Aim: Pull out each line of the material below that contains the word "ground".

Items:
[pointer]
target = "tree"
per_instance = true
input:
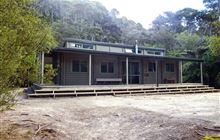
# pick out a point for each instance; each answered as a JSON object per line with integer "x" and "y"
{"x": 22, "y": 35}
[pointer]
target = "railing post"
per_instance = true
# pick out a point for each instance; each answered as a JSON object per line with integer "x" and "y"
{"x": 90, "y": 69}
{"x": 181, "y": 72}
{"x": 201, "y": 72}
{"x": 156, "y": 74}
{"x": 42, "y": 68}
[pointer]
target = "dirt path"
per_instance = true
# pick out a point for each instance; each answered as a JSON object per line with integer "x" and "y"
{"x": 107, "y": 117}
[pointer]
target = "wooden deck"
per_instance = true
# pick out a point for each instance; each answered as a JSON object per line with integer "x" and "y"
{"x": 57, "y": 90}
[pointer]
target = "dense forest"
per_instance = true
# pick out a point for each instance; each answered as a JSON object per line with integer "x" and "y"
{"x": 185, "y": 33}
{"x": 28, "y": 27}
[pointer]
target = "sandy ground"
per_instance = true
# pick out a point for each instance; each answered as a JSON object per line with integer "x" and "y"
{"x": 158, "y": 117}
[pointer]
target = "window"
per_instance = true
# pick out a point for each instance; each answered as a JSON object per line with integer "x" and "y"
{"x": 128, "y": 51}
{"x": 154, "y": 53}
{"x": 169, "y": 67}
{"x": 151, "y": 67}
{"x": 157, "y": 53}
{"x": 107, "y": 67}
{"x": 79, "y": 66}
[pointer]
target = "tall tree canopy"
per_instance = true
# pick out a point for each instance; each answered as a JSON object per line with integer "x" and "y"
{"x": 22, "y": 35}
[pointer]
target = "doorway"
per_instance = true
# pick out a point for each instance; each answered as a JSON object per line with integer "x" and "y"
{"x": 133, "y": 72}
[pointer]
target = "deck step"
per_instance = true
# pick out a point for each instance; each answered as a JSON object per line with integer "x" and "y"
{"x": 122, "y": 91}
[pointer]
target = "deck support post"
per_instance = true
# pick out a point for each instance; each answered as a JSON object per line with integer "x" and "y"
{"x": 42, "y": 68}
{"x": 201, "y": 72}
{"x": 127, "y": 70}
{"x": 90, "y": 69}
{"x": 181, "y": 72}
{"x": 156, "y": 72}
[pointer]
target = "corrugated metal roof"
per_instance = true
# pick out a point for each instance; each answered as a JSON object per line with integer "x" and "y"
{"x": 110, "y": 44}
{"x": 72, "y": 50}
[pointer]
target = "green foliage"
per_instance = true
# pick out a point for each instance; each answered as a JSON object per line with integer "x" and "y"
{"x": 191, "y": 72}
{"x": 49, "y": 74}
{"x": 214, "y": 45}
{"x": 22, "y": 35}
{"x": 89, "y": 20}
{"x": 211, "y": 138}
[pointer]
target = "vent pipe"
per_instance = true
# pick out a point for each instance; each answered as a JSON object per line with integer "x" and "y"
{"x": 136, "y": 47}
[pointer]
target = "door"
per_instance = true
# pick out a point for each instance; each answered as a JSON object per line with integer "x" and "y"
{"x": 133, "y": 72}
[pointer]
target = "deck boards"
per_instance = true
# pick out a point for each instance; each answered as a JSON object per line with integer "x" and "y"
{"x": 120, "y": 89}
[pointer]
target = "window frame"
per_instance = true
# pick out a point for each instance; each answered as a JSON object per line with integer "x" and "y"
{"x": 109, "y": 69}
{"x": 80, "y": 66}
{"x": 154, "y": 67}
{"x": 170, "y": 67}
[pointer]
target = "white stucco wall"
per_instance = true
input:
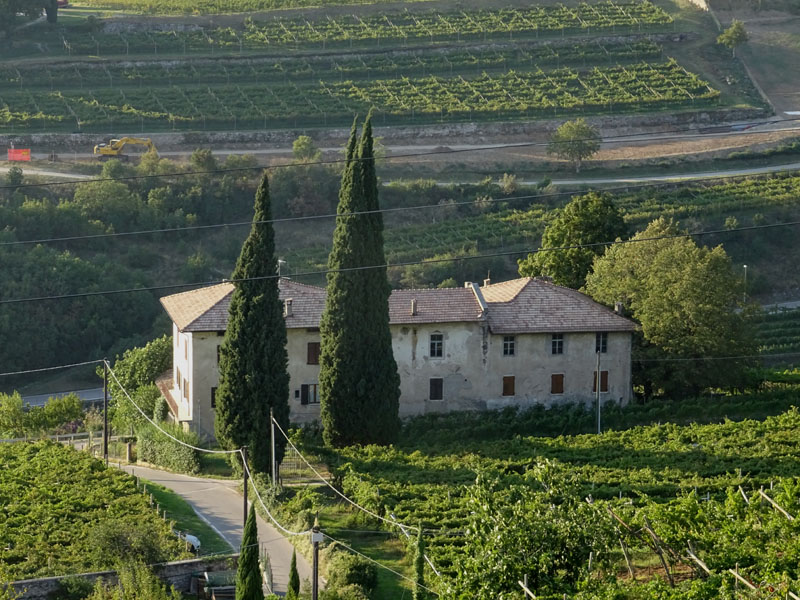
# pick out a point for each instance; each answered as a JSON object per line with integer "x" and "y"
{"x": 472, "y": 369}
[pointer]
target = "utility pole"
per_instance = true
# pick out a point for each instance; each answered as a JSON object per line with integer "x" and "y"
{"x": 597, "y": 386}
{"x": 316, "y": 538}
{"x": 272, "y": 440}
{"x": 244, "y": 475}
{"x": 105, "y": 410}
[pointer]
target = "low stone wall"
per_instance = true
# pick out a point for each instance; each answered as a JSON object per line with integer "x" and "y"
{"x": 178, "y": 573}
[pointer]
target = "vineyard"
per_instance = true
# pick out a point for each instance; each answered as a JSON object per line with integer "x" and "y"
{"x": 564, "y": 91}
{"x": 779, "y": 334}
{"x": 61, "y": 507}
{"x": 569, "y": 512}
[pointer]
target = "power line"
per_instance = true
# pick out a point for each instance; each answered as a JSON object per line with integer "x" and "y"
{"x": 277, "y": 221}
{"x": 487, "y": 148}
{"x": 43, "y": 369}
{"x": 395, "y": 265}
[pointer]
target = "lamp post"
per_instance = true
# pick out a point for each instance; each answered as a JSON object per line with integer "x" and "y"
{"x": 744, "y": 291}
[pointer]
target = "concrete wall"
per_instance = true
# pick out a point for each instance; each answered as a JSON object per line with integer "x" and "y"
{"x": 178, "y": 573}
{"x": 472, "y": 369}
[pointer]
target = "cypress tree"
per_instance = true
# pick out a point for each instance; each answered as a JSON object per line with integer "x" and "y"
{"x": 359, "y": 385}
{"x": 294, "y": 578}
{"x": 248, "y": 572}
{"x": 253, "y": 361}
{"x": 419, "y": 568}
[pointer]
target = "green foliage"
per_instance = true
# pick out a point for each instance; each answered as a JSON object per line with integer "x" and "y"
{"x": 136, "y": 582}
{"x": 686, "y": 299}
{"x": 345, "y": 569}
{"x": 248, "y": 571}
{"x": 54, "y": 498}
{"x": 733, "y": 36}
{"x": 304, "y": 149}
{"x": 154, "y": 447}
{"x": 575, "y": 141}
{"x": 253, "y": 360}
{"x": 588, "y": 219}
{"x": 360, "y": 387}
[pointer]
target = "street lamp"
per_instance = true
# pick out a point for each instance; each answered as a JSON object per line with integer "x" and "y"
{"x": 744, "y": 291}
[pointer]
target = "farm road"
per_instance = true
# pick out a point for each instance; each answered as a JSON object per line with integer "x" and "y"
{"x": 218, "y": 503}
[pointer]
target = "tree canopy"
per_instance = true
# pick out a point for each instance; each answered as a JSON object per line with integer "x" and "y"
{"x": 360, "y": 387}
{"x": 686, "y": 298}
{"x": 575, "y": 141}
{"x": 253, "y": 375}
{"x": 733, "y": 36}
{"x": 589, "y": 219}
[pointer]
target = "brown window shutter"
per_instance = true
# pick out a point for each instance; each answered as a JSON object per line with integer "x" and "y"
{"x": 557, "y": 383}
{"x": 304, "y": 394}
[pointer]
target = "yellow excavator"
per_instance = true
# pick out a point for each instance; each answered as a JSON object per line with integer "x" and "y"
{"x": 113, "y": 149}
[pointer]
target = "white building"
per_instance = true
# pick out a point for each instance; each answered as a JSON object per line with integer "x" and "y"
{"x": 520, "y": 342}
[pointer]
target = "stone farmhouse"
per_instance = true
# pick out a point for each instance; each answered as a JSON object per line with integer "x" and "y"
{"x": 519, "y": 342}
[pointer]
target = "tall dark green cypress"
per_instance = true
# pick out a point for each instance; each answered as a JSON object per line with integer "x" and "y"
{"x": 359, "y": 384}
{"x": 248, "y": 572}
{"x": 253, "y": 362}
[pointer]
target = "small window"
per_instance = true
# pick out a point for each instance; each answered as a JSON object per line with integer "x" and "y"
{"x": 557, "y": 383}
{"x": 601, "y": 342}
{"x": 437, "y": 345}
{"x": 603, "y": 381}
{"x": 557, "y": 343}
{"x": 312, "y": 353}
{"x": 309, "y": 393}
{"x": 436, "y": 389}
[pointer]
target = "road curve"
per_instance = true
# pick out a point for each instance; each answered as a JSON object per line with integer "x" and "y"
{"x": 219, "y": 504}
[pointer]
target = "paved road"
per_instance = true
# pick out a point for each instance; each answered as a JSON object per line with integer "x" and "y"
{"x": 88, "y": 396}
{"x": 218, "y": 503}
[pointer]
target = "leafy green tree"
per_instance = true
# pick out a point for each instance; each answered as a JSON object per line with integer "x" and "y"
{"x": 253, "y": 359}
{"x": 686, "y": 298}
{"x": 304, "y": 149}
{"x": 248, "y": 571}
{"x": 575, "y": 141}
{"x": 419, "y": 592}
{"x": 136, "y": 582}
{"x": 294, "y": 578}
{"x": 733, "y": 36}
{"x": 360, "y": 387}
{"x": 587, "y": 219}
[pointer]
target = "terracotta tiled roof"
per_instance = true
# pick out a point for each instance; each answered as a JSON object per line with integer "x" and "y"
{"x": 447, "y": 305}
{"x": 205, "y": 309}
{"x": 536, "y": 306}
{"x": 518, "y": 306}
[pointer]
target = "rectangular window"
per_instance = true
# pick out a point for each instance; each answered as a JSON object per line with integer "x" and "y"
{"x": 309, "y": 393}
{"x": 436, "y": 389}
{"x": 557, "y": 383}
{"x": 437, "y": 345}
{"x": 508, "y": 385}
{"x": 557, "y": 343}
{"x": 603, "y": 381}
{"x": 312, "y": 353}
{"x": 601, "y": 343}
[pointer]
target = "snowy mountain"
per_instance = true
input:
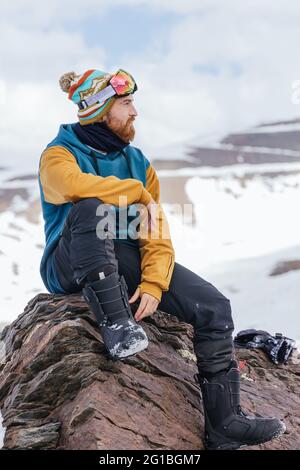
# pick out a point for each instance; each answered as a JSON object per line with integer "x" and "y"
{"x": 243, "y": 233}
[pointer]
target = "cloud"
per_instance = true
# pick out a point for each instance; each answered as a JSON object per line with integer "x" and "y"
{"x": 220, "y": 67}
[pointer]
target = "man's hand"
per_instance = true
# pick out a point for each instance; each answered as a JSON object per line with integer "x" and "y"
{"x": 147, "y": 307}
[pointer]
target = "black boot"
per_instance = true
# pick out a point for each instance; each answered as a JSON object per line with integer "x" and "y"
{"x": 226, "y": 425}
{"x": 108, "y": 299}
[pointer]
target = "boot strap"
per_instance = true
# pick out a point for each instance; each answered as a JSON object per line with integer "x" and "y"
{"x": 92, "y": 299}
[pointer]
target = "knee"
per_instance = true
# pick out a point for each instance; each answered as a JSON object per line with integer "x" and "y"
{"x": 84, "y": 213}
{"x": 215, "y": 321}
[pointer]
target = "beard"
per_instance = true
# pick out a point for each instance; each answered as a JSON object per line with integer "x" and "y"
{"x": 126, "y": 131}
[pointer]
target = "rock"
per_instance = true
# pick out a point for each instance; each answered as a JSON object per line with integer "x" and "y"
{"x": 59, "y": 390}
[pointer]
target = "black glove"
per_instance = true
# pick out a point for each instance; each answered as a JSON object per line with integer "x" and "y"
{"x": 278, "y": 347}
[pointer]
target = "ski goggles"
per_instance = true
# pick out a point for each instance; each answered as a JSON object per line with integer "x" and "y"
{"x": 121, "y": 84}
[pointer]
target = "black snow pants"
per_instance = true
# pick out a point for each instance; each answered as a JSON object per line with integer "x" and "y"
{"x": 190, "y": 298}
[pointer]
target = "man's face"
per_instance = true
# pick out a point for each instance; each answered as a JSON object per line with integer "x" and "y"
{"x": 120, "y": 118}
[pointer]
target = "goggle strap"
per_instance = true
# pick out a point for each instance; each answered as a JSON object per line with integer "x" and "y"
{"x": 103, "y": 95}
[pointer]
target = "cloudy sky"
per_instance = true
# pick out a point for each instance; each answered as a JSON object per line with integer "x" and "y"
{"x": 203, "y": 67}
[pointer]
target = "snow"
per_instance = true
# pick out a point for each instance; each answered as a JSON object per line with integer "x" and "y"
{"x": 293, "y": 127}
{"x": 246, "y": 223}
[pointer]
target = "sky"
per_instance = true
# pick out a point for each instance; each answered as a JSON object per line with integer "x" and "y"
{"x": 203, "y": 68}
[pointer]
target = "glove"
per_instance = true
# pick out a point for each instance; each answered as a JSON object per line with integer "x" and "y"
{"x": 278, "y": 348}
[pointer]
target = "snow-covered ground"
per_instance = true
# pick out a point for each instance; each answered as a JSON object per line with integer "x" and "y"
{"x": 247, "y": 221}
{"x": 244, "y": 227}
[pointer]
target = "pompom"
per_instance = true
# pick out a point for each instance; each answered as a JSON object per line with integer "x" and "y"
{"x": 66, "y": 80}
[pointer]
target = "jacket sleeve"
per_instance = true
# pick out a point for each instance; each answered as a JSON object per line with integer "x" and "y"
{"x": 157, "y": 254}
{"x": 63, "y": 181}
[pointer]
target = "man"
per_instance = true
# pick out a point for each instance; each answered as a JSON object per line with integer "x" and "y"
{"x": 90, "y": 174}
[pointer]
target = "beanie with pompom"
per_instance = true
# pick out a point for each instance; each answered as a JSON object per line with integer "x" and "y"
{"x": 80, "y": 87}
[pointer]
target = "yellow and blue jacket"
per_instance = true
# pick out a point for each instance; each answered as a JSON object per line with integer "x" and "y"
{"x": 70, "y": 170}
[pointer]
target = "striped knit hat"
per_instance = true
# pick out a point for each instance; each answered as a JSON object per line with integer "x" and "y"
{"x": 81, "y": 87}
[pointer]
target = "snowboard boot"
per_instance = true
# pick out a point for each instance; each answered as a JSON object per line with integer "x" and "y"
{"x": 226, "y": 425}
{"x": 108, "y": 300}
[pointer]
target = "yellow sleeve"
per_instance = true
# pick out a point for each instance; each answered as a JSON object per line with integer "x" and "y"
{"x": 157, "y": 254}
{"x": 63, "y": 181}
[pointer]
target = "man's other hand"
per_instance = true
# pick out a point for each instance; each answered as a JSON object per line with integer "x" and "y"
{"x": 148, "y": 304}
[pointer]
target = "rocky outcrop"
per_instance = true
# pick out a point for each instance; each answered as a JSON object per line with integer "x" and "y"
{"x": 58, "y": 389}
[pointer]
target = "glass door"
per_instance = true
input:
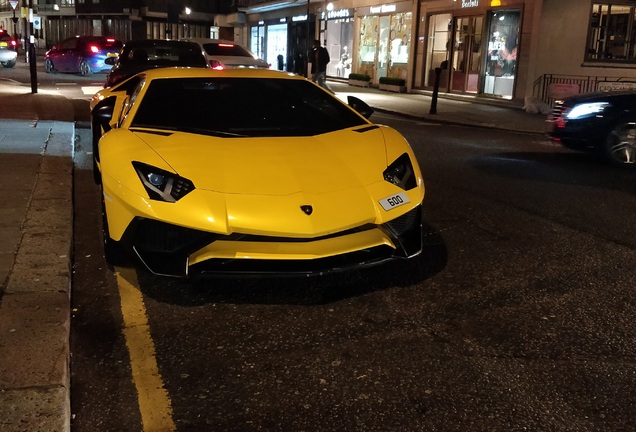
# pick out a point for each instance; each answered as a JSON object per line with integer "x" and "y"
{"x": 467, "y": 54}
{"x": 383, "y": 47}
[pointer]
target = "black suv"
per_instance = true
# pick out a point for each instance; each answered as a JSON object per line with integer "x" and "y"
{"x": 143, "y": 54}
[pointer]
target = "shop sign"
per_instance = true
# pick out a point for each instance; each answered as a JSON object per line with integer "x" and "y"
{"x": 470, "y": 3}
{"x": 383, "y": 9}
{"x": 563, "y": 90}
{"x": 616, "y": 86}
{"x": 336, "y": 14}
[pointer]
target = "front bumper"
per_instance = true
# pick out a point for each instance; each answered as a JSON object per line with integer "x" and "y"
{"x": 170, "y": 250}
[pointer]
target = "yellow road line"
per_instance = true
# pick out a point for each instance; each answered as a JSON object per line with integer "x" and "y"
{"x": 154, "y": 402}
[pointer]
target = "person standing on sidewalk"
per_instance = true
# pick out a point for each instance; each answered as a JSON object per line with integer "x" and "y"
{"x": 319, "y": 60}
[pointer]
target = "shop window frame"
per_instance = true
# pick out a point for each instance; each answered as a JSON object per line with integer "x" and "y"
{"x": 610, "y": 33}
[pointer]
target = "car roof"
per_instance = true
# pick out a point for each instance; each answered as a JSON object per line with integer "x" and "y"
{"x": 181, "y": 72}
{"x": 207, "y": 40}
{"x": 153, "y": 42}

Output:
target = "sandy ground"
target = "snow-covered ground"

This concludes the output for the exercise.